* Pointing records *

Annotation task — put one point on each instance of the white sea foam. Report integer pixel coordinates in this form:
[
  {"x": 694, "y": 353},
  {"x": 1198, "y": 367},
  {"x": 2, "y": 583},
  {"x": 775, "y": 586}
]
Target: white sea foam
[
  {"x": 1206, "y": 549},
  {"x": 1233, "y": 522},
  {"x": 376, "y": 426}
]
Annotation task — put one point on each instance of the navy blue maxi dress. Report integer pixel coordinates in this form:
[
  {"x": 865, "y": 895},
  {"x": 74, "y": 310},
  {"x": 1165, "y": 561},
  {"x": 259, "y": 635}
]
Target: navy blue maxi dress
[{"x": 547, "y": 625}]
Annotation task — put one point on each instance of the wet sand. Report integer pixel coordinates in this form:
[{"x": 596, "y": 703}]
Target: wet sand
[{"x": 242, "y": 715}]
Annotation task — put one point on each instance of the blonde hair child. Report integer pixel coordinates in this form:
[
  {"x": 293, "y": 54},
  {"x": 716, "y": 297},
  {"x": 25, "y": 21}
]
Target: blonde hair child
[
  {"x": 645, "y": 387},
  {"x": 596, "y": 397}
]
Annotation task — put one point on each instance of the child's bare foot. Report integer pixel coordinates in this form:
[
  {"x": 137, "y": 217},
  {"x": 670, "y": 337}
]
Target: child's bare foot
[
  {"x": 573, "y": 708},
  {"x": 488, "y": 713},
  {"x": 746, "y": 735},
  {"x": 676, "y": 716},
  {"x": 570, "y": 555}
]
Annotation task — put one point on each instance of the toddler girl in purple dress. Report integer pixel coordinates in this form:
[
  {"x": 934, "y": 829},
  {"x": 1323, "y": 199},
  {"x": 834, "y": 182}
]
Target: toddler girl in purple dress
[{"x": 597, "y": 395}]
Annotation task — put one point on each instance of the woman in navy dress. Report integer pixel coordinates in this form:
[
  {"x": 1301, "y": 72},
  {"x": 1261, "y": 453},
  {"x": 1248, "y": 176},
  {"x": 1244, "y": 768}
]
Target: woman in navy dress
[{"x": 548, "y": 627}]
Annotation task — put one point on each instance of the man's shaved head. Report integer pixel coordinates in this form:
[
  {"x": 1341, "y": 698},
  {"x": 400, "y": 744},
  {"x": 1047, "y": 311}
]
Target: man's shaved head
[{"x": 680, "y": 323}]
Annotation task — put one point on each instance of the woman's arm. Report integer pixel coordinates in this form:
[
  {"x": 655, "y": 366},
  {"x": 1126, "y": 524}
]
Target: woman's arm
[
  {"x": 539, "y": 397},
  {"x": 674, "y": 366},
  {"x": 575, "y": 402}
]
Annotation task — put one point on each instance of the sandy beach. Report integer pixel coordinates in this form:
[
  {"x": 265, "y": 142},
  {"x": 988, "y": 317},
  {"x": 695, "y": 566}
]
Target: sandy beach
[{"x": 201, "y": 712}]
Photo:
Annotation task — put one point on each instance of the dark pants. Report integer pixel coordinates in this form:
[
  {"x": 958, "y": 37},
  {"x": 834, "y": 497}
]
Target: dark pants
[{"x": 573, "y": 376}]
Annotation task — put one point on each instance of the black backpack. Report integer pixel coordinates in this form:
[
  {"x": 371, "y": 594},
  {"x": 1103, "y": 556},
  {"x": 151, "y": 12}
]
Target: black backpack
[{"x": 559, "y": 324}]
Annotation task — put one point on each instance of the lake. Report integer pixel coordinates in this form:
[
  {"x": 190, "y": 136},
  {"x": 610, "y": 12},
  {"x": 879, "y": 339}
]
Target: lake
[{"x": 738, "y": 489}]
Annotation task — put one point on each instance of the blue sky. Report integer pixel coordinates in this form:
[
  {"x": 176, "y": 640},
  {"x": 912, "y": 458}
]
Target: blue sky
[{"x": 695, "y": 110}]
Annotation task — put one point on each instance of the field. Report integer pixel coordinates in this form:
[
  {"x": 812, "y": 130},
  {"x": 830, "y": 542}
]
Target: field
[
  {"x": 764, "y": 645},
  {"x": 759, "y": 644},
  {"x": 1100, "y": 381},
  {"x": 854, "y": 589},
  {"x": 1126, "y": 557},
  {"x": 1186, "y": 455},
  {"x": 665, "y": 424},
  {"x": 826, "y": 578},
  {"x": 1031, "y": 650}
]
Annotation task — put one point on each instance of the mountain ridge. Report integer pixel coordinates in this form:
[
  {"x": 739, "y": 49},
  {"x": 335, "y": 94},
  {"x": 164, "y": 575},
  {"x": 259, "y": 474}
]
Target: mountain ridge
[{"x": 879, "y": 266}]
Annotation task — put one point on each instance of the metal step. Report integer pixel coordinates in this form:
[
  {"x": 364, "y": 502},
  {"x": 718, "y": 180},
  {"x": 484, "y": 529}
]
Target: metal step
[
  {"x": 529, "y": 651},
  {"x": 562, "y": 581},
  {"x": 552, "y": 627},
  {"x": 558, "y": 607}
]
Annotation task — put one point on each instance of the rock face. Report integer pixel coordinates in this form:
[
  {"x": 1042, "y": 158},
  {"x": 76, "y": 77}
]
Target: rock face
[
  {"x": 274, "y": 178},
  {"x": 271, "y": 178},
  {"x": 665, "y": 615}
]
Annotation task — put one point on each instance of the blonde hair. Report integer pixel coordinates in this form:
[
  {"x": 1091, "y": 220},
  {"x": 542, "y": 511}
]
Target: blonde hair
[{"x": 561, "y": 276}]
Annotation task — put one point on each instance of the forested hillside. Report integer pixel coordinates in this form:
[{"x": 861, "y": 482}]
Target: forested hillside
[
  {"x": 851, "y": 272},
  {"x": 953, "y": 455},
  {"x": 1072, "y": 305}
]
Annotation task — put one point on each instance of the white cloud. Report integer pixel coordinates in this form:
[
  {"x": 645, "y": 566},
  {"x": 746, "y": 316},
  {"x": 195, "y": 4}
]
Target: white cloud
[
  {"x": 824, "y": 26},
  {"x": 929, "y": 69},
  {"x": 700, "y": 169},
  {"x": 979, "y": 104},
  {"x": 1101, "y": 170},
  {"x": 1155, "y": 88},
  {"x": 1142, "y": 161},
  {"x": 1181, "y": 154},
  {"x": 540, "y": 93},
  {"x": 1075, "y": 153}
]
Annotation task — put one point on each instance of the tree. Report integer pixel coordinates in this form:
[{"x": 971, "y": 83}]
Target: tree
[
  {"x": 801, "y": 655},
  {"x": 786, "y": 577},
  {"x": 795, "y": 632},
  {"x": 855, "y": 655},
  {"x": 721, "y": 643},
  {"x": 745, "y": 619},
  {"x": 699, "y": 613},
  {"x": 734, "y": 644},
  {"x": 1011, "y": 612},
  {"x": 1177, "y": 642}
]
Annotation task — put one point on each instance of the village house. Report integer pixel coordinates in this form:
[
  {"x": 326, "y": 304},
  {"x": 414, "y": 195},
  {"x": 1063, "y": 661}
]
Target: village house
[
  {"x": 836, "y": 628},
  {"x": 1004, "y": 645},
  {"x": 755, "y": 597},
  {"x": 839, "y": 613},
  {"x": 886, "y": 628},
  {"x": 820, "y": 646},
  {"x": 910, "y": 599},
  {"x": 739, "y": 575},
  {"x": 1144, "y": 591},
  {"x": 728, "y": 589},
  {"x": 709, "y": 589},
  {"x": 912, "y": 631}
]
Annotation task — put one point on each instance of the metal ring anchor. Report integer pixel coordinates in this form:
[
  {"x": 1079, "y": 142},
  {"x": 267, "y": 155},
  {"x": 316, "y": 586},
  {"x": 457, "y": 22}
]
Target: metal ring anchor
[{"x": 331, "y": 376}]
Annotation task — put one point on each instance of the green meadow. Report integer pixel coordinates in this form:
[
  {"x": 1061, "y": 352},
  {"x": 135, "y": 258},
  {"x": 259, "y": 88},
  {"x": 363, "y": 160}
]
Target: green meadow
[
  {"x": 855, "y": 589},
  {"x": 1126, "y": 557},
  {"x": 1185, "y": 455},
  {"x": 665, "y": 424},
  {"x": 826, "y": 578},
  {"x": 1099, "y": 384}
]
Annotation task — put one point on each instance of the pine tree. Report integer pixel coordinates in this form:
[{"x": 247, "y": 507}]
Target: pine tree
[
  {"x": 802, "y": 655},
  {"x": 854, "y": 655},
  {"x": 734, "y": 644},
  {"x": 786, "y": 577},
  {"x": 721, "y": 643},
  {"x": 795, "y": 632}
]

* What needs to be done *
Rewrite the rows from the line containing "of the village" through the end of the rows, requests included. Shift every pixel coordinate in the answers by adding 39 to it.

* Solution below *
Annotation task — put one point on each instance of the village house. Report integer pixel coordinates in this form:
[
  {"x": 326, "y": 304},
  {"x": 414, "y": 195},
  {"x": 1063, "y": 661}
]
Target: village house
[
  {"x": 875, "y": 667},
  {"x": 1043, "y": 684},
  {"x": 794, "y": 636},
  {"x": 878, "y": 652},
  {"x": 925, "y": 667},
  {"x": 859, "y": 685},
  {"x": 949, "y": 638},
  {"x": 778, "y": 614},
  {"x": 1183, "y": 630},
  {"x": 767, "y": 628},
  {"x": 748, "y": 628},
  {"x": 951, "y": 670}
]
Annotation task — put one point on each instance of the metal ring anchor. Report integer pixel coordinates in this form:
[
  {"x": 1079, "y": 142},
  {"x": 267, "y": 155},
  {"x": 316, "y": 586},
  {"x": 457, "y": 22}
]
Target: metal ring anchor
[{"x": 370, "y": 415}]
Annotation task — put one point on each instance of the green meadow. Report integer pixel coordinates in this form:
[
  {"x": 1061, "y": 352},
  {"x": 135, "y": 258},
  {"x": 259, "y": 88},
  {"x": 363, "y": 160}
]
Target: green meadow
[
  {"x": 894, "y": 628},
  {"x": 1165, "y": 596},
  {"x": 1224, "y": 494},
  {"x": 704, "y": 463},
  {"x": 865, "y": 617},
  {"x": 1138, "y": 423}
]
Annotation task — put one point on each instance of the pine tree. Report integer pixel coordinates in this form:
[{"x": 247, "y": 507}]
Target: pine tree
[
  {"x": 841, "y": 694},
  {"x": 893, "y": 694},
  {"x": 773, "y": 683},
  {"x": 825, "y": 616},
  {"x": 760, "y": 682},
  {"x": 834, "y": 671}
]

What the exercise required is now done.